___ LISTED ENTRIES

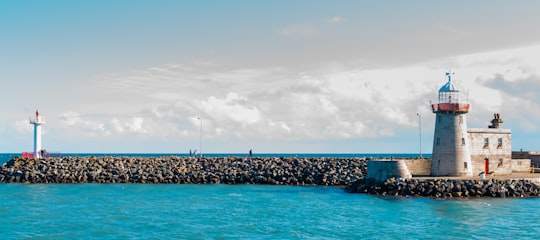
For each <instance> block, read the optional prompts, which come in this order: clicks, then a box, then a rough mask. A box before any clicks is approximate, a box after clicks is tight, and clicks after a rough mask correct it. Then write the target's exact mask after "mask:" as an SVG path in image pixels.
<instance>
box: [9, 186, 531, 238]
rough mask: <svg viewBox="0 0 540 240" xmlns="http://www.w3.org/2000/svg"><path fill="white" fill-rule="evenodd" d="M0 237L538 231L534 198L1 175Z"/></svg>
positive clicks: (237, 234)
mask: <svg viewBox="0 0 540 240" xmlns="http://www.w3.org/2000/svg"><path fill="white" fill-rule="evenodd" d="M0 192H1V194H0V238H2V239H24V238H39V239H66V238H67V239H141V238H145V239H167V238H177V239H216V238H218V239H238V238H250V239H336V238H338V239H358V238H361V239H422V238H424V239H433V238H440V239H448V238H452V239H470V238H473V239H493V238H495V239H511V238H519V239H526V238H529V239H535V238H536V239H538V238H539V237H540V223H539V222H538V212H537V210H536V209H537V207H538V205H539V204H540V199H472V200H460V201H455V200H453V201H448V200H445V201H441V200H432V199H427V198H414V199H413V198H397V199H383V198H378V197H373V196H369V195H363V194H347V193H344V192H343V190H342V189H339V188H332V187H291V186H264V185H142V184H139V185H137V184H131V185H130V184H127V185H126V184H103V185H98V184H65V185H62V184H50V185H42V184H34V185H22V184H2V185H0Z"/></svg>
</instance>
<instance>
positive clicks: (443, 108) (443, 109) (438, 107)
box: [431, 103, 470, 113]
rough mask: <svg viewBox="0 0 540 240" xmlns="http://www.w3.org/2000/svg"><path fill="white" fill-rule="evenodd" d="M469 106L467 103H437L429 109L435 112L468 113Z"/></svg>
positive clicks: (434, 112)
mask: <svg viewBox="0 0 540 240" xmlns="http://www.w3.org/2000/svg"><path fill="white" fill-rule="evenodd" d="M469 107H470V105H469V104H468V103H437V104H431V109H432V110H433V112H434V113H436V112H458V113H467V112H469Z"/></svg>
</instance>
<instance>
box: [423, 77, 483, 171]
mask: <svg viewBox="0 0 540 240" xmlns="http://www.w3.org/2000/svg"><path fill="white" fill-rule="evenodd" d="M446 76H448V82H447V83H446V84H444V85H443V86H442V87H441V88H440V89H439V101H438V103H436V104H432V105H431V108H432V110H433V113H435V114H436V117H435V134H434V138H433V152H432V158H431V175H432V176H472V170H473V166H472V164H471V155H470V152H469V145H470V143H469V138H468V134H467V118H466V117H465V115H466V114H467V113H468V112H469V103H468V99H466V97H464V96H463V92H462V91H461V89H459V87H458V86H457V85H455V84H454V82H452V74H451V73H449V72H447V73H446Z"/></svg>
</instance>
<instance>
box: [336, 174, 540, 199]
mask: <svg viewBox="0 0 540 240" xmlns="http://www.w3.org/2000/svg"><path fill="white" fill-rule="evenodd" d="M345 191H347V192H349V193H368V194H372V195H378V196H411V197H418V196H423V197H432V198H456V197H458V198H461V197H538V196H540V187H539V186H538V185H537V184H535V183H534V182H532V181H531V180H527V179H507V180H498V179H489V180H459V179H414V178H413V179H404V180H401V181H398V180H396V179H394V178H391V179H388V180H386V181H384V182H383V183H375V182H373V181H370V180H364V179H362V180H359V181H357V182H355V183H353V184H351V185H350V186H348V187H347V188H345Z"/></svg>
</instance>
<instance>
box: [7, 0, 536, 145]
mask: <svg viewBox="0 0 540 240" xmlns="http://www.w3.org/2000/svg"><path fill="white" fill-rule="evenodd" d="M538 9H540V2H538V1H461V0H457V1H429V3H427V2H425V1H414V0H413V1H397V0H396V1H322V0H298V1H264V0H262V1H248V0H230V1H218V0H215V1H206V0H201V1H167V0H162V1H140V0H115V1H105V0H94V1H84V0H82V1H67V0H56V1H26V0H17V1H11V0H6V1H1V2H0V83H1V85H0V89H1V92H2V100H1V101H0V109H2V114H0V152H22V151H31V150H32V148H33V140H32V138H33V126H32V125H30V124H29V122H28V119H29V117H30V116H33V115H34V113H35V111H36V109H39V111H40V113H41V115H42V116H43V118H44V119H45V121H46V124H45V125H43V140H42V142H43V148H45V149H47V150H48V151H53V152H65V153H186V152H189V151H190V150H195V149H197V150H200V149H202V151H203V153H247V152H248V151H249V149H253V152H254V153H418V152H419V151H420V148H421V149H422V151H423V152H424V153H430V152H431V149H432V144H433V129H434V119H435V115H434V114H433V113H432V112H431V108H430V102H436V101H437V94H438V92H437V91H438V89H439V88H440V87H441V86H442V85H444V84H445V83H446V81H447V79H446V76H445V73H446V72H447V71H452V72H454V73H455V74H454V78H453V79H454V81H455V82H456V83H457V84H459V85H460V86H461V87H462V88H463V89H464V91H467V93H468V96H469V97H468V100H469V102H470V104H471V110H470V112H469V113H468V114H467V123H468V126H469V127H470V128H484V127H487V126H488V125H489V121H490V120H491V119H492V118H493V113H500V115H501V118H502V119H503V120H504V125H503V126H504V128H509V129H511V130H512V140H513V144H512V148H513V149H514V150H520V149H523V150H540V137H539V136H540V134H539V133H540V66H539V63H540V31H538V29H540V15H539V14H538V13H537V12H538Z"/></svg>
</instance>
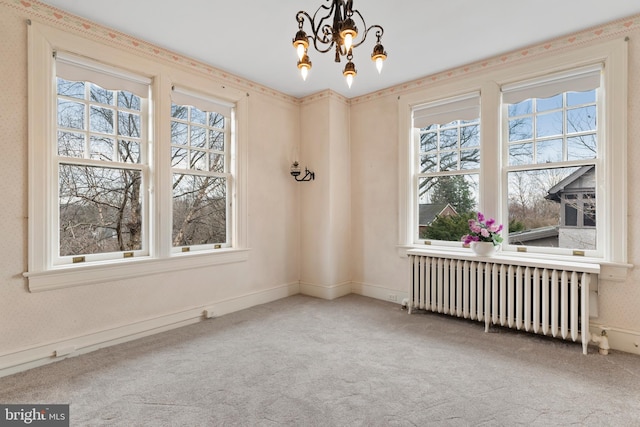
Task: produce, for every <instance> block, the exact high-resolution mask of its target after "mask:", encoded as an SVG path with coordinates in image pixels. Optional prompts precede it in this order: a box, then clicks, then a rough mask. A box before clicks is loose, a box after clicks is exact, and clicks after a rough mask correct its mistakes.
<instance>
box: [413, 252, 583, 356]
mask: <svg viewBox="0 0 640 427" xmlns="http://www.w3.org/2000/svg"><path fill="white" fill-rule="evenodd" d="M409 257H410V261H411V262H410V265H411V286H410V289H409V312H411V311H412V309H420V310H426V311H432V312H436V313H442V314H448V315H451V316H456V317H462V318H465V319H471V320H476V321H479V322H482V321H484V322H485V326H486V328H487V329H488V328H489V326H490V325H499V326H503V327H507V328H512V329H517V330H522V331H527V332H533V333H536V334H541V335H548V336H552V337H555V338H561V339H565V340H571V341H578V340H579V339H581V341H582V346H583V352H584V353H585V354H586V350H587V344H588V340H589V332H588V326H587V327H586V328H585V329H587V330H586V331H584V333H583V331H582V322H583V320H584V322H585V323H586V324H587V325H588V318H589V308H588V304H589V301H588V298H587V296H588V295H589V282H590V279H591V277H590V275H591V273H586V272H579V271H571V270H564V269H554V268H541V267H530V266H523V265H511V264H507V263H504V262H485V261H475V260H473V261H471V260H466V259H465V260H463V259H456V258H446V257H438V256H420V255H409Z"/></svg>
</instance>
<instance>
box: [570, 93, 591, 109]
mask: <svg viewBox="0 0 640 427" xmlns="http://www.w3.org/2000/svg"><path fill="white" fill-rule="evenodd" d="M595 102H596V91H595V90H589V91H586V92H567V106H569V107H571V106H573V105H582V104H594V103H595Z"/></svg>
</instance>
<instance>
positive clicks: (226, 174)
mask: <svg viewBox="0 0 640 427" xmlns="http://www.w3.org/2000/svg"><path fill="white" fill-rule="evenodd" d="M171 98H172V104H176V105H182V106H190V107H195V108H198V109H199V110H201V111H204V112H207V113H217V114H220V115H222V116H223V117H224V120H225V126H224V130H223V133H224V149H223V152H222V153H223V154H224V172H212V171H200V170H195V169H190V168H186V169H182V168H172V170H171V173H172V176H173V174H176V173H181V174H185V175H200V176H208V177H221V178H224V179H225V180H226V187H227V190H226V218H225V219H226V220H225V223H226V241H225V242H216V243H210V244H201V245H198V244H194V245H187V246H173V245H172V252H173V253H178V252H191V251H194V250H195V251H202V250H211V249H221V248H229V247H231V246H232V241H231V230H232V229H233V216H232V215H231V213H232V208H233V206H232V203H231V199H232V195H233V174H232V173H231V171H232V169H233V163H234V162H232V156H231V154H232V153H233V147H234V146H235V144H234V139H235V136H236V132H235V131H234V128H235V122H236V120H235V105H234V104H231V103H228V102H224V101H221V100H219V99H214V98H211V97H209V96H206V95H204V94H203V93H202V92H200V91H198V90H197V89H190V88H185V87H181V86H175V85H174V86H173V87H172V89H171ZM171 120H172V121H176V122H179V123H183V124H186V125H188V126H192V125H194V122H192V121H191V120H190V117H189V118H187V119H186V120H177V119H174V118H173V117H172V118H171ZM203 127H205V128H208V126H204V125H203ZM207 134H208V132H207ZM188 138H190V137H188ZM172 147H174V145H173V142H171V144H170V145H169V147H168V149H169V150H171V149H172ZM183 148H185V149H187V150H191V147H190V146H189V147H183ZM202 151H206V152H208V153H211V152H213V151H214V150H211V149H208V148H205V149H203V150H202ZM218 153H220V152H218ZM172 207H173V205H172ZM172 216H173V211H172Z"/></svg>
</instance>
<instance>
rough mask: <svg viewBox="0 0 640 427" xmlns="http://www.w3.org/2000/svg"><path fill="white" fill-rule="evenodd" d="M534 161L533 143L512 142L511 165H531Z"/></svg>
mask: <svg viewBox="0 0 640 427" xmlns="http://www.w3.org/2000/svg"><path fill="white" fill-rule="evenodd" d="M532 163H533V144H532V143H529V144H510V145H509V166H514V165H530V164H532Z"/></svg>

______
___ LISTED ENTRIES

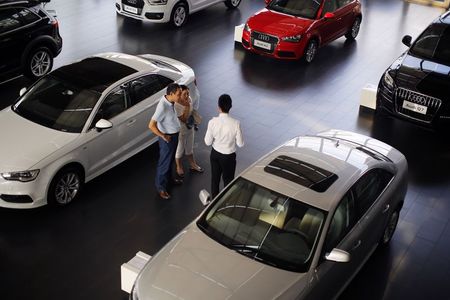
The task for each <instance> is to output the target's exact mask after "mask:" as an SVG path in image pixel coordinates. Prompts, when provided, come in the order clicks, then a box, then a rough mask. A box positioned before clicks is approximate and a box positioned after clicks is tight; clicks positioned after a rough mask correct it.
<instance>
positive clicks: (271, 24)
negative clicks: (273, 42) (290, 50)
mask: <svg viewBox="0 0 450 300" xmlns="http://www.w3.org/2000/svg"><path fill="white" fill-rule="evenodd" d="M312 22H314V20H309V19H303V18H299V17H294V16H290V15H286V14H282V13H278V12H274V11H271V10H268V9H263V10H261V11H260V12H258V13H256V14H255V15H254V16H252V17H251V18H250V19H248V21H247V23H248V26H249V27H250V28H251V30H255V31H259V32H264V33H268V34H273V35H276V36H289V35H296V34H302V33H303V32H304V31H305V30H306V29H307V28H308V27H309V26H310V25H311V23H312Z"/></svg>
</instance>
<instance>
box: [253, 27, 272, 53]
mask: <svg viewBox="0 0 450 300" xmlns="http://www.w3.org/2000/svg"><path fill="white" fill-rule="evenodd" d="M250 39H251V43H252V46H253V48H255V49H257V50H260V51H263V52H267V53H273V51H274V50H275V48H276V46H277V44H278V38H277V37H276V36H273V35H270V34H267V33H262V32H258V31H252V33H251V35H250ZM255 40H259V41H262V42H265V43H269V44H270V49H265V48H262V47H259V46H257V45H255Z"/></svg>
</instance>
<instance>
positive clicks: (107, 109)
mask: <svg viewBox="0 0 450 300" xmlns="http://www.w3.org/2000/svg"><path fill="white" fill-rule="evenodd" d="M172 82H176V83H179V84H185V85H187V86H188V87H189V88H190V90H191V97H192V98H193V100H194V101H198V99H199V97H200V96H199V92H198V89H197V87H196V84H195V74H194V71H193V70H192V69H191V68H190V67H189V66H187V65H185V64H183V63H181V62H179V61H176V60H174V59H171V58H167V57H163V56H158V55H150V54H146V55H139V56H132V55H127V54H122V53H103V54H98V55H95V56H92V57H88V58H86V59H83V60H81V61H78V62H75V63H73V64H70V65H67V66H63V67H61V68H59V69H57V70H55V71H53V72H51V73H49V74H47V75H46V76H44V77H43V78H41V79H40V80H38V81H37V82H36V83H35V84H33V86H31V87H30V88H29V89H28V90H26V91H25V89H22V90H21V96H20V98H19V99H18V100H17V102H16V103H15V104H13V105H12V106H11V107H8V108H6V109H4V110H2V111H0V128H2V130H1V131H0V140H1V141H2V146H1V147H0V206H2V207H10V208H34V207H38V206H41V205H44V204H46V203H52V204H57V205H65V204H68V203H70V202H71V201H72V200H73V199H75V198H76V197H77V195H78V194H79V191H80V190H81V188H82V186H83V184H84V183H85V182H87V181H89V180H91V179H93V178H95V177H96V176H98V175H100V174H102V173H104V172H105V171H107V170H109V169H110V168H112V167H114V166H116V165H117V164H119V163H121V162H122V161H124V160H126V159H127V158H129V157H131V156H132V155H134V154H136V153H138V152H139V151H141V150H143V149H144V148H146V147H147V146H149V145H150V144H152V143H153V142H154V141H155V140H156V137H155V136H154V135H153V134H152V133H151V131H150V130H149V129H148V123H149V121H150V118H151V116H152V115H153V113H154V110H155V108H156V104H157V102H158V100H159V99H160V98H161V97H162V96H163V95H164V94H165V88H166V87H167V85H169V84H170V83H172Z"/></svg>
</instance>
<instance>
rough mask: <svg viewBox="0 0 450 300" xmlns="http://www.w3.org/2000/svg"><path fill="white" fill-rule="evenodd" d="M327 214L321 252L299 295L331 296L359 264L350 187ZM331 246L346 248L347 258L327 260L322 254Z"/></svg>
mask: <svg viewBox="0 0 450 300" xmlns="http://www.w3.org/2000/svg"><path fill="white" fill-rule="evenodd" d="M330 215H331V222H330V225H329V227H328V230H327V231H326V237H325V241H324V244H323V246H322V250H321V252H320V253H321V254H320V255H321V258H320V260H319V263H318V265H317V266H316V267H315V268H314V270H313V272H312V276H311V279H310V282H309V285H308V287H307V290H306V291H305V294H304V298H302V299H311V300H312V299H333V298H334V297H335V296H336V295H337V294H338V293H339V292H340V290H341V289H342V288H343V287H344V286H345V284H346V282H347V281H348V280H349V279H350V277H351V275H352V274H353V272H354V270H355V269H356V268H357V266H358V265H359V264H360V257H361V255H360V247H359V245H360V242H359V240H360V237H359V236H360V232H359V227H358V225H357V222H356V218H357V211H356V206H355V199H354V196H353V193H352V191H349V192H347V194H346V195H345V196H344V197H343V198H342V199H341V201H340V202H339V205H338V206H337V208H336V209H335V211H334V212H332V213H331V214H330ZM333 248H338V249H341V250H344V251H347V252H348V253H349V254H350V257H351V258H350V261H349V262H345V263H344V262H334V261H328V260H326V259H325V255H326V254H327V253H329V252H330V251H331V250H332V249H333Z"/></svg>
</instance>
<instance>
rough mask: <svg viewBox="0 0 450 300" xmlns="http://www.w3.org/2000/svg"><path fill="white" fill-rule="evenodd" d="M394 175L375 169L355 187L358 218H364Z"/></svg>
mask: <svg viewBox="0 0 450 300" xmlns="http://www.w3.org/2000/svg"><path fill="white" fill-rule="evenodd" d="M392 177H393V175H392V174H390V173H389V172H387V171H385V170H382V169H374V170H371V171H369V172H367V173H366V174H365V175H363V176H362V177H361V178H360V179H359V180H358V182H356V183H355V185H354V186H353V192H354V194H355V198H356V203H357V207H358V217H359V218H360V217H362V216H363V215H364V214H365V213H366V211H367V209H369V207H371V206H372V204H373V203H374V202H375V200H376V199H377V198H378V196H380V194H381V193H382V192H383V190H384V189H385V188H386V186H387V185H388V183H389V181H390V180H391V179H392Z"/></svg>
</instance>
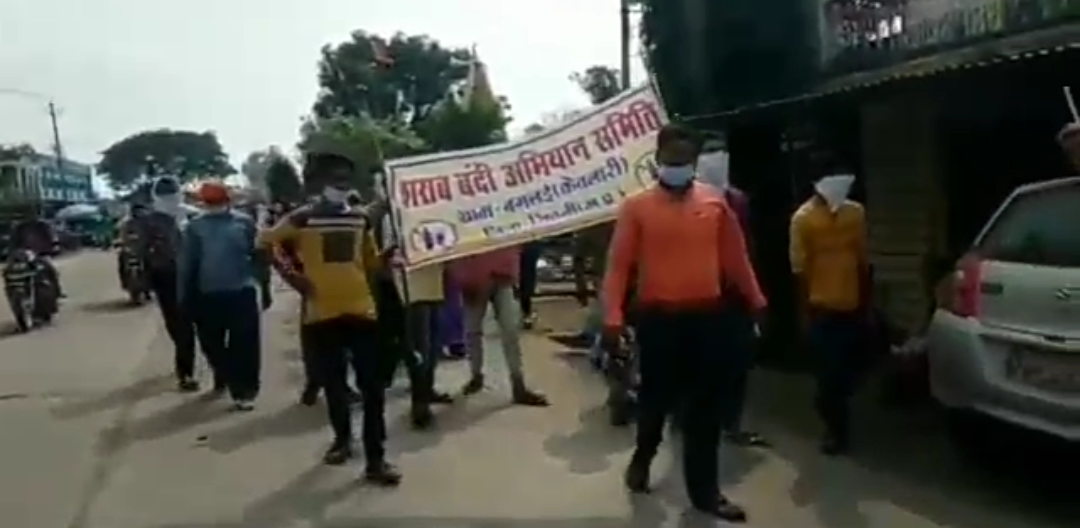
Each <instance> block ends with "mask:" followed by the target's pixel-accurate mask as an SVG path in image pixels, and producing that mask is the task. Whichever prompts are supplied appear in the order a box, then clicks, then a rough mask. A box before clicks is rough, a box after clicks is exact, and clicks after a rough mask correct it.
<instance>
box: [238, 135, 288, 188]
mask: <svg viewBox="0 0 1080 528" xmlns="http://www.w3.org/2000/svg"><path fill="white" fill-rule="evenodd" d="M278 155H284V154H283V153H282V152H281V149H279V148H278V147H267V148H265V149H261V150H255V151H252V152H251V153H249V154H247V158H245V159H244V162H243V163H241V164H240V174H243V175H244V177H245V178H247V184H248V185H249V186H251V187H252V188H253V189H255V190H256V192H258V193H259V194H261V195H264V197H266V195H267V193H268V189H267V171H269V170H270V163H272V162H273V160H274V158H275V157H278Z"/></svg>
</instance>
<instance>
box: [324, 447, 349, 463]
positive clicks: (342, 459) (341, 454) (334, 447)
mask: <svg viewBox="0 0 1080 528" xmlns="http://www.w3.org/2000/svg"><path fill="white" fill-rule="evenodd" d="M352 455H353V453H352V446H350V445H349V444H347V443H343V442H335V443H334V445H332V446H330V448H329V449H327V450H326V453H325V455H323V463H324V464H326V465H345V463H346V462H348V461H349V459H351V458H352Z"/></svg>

______
___ LISTED ENTRIES

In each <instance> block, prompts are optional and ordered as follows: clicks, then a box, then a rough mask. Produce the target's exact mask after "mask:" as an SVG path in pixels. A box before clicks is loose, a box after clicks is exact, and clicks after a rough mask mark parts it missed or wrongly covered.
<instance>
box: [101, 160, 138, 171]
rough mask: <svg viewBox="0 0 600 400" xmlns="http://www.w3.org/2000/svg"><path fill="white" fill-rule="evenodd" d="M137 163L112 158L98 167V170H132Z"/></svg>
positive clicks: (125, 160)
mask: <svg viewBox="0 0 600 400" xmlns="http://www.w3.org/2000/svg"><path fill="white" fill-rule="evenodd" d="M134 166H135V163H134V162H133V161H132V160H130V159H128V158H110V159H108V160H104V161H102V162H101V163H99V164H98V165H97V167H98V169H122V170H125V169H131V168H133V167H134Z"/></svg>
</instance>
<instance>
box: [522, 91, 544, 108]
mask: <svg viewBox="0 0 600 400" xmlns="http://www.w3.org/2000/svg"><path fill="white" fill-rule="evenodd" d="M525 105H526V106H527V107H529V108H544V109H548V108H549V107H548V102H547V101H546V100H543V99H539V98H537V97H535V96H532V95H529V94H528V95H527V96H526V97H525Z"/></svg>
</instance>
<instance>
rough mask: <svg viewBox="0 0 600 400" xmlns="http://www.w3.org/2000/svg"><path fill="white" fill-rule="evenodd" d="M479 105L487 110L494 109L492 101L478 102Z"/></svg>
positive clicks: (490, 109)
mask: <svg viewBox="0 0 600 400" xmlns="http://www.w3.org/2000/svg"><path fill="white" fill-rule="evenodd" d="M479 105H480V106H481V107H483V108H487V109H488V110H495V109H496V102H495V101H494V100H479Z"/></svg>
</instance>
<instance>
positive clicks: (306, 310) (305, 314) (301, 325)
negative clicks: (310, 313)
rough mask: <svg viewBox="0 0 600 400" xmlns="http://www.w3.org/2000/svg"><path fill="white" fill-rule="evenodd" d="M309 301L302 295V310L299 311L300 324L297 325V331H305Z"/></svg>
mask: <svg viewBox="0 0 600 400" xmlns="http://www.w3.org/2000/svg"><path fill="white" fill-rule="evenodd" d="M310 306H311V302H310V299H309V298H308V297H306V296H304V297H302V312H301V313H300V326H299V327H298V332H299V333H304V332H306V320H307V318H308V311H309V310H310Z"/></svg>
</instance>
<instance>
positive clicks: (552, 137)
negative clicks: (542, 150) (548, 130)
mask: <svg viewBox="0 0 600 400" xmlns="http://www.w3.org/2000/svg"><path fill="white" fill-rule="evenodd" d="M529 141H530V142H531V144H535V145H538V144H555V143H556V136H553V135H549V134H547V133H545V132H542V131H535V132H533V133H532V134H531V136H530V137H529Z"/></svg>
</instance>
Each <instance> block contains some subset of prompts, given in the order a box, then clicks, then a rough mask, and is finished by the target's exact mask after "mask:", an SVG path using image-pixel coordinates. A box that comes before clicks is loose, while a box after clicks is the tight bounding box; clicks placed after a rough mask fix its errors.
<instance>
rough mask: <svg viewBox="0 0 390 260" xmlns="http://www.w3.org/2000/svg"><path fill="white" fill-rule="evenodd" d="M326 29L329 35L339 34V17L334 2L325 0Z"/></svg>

______

■ **TO-DO ITEM**: Pick out each line in the records above where the word "that" appears, and copy those lines in full. Case counts.

■ **WRITTEN ANSWER**:
Each <instance> block ends with "mask:" followed by the target's pixel-accurate mask as an SVG path in image pixels, and producing that mask is the task. Whichever prompts are supplied appear in the order a box, then clicks, then a rough mask. A box before clicks is rough, a box after clicks is exact, and clicks after a rough mask correct it.
Each <instance> block contains some subset of prompts, given in the order a box, then clicks, then a rough mask, and is finished by the target's exact mask after "mask:", an SVG path using image-pixel coordinates. A box that comes before clicks is loose, while a box after clicks is the tight bounding box; clicks placed after a rough mask fix its errors.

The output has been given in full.